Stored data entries
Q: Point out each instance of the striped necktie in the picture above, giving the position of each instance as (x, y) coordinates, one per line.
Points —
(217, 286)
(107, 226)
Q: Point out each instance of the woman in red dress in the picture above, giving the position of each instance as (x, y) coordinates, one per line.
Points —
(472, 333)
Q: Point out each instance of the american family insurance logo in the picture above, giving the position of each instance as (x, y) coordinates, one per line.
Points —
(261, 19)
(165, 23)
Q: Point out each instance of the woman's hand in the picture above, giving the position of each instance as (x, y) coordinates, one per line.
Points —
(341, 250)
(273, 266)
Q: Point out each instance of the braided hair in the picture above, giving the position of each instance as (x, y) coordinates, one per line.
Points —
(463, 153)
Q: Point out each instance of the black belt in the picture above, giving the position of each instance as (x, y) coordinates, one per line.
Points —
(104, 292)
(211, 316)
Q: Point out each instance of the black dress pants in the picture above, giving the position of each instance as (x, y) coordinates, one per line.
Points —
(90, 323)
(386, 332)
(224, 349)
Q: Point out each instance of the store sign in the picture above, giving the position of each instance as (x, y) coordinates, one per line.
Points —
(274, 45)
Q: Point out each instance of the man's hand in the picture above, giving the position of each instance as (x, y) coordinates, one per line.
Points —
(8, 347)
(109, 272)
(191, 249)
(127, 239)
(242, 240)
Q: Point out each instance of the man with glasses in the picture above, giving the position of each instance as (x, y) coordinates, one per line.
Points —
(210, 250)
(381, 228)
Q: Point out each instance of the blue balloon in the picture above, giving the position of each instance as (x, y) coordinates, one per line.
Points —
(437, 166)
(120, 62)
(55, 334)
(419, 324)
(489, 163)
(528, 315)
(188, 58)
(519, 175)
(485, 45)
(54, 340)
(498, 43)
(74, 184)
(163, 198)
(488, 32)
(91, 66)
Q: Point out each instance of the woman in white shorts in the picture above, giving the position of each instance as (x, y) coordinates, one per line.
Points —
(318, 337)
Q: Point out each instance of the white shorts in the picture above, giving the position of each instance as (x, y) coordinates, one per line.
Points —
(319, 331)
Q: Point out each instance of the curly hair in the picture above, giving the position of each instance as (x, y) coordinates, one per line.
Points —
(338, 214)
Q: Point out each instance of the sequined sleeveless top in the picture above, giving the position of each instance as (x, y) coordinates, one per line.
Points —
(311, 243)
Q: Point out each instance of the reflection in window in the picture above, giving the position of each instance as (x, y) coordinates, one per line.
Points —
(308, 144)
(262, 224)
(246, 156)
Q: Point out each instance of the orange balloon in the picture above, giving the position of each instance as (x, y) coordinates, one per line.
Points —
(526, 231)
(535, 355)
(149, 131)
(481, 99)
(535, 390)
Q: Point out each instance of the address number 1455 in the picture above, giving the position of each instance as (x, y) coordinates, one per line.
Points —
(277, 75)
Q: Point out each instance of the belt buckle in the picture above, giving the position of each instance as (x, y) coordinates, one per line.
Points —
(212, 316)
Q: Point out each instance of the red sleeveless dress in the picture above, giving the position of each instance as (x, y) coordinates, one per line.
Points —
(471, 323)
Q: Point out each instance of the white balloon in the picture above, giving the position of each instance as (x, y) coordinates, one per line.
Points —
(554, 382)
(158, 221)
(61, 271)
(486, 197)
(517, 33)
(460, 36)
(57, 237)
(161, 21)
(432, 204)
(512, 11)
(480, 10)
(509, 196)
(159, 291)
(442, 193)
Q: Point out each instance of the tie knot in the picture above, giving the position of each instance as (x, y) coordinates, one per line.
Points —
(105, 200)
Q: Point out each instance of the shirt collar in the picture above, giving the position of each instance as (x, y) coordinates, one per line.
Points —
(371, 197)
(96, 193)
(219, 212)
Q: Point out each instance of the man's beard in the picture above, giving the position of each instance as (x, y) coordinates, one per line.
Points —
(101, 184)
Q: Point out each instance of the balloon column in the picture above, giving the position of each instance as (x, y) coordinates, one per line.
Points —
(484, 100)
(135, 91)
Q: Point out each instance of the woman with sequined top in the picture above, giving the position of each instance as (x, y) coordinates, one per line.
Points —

EXERCISE OBJECTIVE
Check each line of the records for the word "balloon", and show the lines that contain it.

RESPONSE TO THIS EXERCISE
Q: Point out each instance of the blue balloon in the picture above, giving the position of each instance as (x, y) coordinates, one per line.
Q: Point out each instance of the orange balloon in the picture above, giving the position of each instance as (x, y) coordinates, one per line.
Q: Point out each instance of the white balloon in the picture above, giving the position of each instance as (x, y) coordinates, one per line.
Q: Point out each instance of the balloon column in the picture above, giving the position of each instance as (x, y) coordinates, one per line.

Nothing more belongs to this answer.